* BEGIN Raw records *

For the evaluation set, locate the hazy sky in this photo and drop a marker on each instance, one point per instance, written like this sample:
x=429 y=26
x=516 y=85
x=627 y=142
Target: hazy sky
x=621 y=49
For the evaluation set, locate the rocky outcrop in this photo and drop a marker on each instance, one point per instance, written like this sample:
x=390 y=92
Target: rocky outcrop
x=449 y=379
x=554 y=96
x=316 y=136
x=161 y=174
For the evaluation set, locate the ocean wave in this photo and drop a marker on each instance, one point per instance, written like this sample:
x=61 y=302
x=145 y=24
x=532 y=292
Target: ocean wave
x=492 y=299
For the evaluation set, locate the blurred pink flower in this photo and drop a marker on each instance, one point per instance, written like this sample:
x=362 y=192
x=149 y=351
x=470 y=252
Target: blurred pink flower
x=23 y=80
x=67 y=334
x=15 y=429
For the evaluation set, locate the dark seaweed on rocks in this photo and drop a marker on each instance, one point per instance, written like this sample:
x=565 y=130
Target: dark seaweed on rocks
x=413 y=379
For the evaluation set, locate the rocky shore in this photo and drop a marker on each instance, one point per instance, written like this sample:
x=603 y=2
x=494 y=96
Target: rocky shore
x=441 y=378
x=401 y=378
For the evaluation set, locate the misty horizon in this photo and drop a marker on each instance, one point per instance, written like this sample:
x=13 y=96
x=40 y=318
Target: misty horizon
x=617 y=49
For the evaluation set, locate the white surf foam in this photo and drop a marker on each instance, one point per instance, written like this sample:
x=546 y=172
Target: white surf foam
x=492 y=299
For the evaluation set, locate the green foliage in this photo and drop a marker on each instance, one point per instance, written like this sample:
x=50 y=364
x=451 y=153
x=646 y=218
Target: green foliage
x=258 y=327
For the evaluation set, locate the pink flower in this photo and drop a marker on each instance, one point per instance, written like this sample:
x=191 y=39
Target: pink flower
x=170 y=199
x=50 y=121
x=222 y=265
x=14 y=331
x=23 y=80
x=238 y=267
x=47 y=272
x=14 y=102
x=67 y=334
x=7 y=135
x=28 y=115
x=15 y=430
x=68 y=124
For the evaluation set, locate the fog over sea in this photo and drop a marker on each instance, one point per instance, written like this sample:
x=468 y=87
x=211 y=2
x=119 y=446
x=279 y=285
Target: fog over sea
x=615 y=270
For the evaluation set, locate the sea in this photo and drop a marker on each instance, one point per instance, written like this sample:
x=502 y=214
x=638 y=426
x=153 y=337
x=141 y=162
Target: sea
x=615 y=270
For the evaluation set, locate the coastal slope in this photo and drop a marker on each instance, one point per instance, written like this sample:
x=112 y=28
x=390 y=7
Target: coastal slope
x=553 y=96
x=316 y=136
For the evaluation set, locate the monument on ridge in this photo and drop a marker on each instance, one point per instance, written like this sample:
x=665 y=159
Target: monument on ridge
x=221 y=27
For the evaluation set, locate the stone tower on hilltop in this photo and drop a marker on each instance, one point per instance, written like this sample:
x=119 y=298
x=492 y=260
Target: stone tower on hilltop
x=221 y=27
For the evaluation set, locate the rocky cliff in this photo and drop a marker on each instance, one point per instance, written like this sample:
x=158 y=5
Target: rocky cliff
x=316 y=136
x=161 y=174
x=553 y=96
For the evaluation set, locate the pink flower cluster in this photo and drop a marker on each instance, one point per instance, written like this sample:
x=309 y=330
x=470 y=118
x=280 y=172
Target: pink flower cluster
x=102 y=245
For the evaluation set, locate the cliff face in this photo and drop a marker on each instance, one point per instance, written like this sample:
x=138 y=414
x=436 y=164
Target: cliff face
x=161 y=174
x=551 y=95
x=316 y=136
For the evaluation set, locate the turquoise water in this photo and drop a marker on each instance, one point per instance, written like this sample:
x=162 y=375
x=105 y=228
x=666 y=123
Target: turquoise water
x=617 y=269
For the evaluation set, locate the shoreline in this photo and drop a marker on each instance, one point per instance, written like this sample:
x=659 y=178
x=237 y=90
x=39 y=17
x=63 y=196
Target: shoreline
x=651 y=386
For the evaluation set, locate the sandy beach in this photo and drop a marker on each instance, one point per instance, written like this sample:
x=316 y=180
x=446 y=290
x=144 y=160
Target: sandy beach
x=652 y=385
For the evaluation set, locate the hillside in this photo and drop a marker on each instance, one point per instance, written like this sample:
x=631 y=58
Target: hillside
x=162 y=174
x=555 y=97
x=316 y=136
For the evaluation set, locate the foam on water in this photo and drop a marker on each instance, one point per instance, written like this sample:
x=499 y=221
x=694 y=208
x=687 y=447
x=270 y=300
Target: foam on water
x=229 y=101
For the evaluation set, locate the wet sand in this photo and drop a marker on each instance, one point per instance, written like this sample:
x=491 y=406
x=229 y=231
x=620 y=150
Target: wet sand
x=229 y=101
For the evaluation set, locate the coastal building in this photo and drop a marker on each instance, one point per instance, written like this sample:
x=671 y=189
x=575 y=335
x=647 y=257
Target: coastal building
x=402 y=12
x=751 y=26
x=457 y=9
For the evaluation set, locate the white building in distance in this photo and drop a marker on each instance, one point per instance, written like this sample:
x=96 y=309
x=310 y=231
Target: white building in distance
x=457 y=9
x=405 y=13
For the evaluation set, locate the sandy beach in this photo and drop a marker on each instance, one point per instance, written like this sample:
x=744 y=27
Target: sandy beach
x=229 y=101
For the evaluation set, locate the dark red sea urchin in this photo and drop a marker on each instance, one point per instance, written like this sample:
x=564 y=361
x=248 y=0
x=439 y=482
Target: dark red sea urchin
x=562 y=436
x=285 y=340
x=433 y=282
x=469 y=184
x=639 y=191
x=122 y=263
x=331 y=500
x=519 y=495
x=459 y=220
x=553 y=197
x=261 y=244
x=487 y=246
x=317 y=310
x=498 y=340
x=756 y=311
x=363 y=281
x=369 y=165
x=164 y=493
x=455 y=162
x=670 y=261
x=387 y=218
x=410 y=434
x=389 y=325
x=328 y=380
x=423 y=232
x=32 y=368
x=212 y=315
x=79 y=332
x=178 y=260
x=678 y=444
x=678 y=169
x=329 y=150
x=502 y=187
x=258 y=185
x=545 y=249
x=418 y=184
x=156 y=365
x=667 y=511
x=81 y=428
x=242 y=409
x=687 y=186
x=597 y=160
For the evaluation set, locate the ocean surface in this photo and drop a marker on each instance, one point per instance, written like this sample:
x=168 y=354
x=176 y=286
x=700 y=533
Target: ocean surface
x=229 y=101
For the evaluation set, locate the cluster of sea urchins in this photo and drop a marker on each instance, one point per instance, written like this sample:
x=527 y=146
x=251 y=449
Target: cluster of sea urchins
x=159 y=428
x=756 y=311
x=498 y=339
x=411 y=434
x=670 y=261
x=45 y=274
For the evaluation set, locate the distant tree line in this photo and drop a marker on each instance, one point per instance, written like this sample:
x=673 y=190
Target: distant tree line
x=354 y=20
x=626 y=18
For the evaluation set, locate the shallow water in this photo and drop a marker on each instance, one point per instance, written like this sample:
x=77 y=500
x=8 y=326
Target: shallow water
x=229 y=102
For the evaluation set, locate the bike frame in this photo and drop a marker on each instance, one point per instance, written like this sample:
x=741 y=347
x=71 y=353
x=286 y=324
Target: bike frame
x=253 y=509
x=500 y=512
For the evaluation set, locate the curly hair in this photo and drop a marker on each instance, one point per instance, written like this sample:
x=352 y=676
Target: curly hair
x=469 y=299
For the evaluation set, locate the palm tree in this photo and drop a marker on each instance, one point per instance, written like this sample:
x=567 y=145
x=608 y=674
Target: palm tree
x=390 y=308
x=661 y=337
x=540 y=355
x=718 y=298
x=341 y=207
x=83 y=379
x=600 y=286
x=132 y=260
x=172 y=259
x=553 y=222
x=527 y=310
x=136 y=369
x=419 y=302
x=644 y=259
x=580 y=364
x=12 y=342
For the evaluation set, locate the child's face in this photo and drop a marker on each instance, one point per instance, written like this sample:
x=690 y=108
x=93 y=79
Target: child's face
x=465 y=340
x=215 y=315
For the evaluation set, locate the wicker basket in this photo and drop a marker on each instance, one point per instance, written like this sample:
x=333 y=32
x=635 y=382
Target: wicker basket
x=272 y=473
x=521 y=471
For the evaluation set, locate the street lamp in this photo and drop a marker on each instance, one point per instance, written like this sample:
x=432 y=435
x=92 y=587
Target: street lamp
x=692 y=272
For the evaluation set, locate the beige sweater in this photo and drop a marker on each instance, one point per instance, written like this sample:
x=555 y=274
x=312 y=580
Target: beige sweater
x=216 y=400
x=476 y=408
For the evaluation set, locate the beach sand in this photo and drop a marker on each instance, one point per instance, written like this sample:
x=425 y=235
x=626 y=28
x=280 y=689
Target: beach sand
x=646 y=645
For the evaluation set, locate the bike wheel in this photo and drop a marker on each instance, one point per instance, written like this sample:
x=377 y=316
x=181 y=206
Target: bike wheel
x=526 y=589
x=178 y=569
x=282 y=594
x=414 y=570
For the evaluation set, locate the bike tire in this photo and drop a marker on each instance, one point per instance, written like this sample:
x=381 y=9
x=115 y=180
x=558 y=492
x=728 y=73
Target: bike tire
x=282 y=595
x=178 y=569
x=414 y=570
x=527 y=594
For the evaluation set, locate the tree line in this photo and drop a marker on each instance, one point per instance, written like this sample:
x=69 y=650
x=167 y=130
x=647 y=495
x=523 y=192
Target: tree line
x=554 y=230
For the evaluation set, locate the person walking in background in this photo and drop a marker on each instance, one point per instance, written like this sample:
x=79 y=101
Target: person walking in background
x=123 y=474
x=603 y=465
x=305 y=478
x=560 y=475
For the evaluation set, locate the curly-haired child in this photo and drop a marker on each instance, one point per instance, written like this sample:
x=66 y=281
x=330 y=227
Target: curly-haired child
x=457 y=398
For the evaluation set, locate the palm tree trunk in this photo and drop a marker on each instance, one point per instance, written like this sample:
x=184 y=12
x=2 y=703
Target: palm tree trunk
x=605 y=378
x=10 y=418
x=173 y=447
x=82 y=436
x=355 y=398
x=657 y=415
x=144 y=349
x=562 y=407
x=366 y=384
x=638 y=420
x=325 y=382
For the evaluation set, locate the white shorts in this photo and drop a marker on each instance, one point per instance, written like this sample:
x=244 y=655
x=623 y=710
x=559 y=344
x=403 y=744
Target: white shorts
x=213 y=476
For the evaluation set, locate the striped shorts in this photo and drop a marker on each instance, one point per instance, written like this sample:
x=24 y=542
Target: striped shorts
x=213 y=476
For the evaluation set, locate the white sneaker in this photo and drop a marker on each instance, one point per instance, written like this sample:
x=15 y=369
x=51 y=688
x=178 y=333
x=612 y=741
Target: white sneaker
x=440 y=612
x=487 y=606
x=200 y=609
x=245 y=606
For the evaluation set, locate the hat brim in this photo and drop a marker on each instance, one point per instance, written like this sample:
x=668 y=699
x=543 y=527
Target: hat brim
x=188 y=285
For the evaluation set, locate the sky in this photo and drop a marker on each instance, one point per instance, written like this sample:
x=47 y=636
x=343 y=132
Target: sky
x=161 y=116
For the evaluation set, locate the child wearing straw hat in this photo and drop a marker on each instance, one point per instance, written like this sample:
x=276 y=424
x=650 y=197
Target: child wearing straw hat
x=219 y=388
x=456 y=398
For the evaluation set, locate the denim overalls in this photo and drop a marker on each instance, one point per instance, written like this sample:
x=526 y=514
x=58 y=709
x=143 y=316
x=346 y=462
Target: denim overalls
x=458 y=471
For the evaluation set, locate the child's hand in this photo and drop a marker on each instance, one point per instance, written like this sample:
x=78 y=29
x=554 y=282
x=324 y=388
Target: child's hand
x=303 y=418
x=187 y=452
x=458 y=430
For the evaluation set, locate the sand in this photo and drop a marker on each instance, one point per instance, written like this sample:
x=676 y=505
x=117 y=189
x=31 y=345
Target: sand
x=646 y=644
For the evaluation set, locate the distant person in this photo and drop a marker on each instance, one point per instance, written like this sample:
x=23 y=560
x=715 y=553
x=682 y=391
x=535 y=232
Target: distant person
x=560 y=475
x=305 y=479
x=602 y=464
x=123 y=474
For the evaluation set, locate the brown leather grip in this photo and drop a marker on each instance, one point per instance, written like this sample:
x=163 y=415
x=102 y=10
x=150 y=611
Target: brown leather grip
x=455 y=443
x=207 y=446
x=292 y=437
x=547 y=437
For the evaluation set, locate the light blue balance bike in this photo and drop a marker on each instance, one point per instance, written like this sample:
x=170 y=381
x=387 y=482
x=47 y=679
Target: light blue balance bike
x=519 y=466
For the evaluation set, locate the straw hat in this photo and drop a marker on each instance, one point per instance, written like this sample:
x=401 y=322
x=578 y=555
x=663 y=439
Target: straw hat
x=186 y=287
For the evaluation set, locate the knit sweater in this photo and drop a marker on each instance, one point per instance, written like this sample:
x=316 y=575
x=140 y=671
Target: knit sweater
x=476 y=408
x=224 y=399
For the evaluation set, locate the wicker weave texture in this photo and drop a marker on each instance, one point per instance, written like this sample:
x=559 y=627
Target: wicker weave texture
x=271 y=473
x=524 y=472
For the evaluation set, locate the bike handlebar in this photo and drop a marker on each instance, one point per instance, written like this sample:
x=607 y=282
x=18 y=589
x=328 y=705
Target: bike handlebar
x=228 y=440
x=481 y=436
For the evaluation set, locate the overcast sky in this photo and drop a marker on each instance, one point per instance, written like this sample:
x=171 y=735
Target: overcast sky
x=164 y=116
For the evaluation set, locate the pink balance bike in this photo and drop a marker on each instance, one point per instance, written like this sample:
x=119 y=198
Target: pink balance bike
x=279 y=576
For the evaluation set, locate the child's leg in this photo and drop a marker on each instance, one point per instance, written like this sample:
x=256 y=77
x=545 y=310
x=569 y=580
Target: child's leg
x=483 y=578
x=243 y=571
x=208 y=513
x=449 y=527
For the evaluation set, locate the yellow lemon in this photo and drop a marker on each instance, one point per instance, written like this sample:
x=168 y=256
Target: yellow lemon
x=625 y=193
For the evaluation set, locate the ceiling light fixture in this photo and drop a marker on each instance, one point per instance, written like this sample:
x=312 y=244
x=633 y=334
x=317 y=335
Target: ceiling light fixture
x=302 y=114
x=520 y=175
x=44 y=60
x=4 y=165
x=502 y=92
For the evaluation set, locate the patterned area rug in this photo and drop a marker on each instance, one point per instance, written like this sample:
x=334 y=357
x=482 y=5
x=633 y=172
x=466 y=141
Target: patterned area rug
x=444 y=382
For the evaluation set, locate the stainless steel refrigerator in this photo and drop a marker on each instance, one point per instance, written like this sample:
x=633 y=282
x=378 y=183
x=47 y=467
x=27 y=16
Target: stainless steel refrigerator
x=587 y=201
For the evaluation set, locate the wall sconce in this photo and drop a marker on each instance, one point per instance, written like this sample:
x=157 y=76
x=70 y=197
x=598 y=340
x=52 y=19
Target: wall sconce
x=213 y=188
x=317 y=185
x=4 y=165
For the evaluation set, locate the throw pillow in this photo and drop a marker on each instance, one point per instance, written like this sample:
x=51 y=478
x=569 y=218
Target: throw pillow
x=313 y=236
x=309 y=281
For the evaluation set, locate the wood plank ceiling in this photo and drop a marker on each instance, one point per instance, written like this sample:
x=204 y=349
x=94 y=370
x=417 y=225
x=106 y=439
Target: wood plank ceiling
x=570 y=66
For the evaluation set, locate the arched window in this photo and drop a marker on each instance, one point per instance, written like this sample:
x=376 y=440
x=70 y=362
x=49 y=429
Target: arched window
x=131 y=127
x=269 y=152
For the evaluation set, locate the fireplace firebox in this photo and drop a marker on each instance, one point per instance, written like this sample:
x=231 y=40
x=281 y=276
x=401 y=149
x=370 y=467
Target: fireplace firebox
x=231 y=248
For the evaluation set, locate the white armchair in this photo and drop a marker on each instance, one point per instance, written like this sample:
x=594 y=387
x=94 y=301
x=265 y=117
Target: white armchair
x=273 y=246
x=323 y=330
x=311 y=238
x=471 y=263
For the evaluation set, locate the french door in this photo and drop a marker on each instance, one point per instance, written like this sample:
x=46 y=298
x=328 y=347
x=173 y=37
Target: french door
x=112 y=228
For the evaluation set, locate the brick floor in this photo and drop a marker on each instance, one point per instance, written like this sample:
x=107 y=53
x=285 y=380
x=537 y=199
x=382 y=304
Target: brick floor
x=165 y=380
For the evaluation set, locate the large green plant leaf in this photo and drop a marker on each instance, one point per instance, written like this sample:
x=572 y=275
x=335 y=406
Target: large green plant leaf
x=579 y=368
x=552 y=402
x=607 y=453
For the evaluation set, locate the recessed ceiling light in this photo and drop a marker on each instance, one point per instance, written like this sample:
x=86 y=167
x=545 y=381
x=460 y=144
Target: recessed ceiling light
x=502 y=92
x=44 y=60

* END Raw records *

▸ **Problem description**:
Give back, unchanged, every line from the one with "For the evaluation set, locate the french" to the end of the entries above.

▸ **Answer for this exercise**:
For the evaluation set, locate the french door in this photo and drop a marker on each instance, one point per instance, written like this sample:
x=46 y=298
x=328 y=347
x=173 y=37
Target: french door
x=112 y=228
For the evaluation set, locate the brick floor in this photo and drop a marker on each instance, one point per instance, written like this sample:
x=107 y=53
x=285 y=380
x=537 y=199
x=382 y=304
Target: brick floor
x=165 y=380
For the evaluation set, locate the large green plant leaf in this photo and drop a marker on each instance, one point per instance, written like this sample:
x=572 y=275
x=335 y=406
Target: large green plant leaf
x=579 y=368
x=552 y=402
x=607 y=453
For the evaluation set, locate the recessed ceiling light in this photo and drop a marker on each instance, one point per instance, written like this sample:
x=86 y=167
x=545 y=381
x=460 y=144
Target: recessed ceiling light
x=502 y=92
x=44 y=60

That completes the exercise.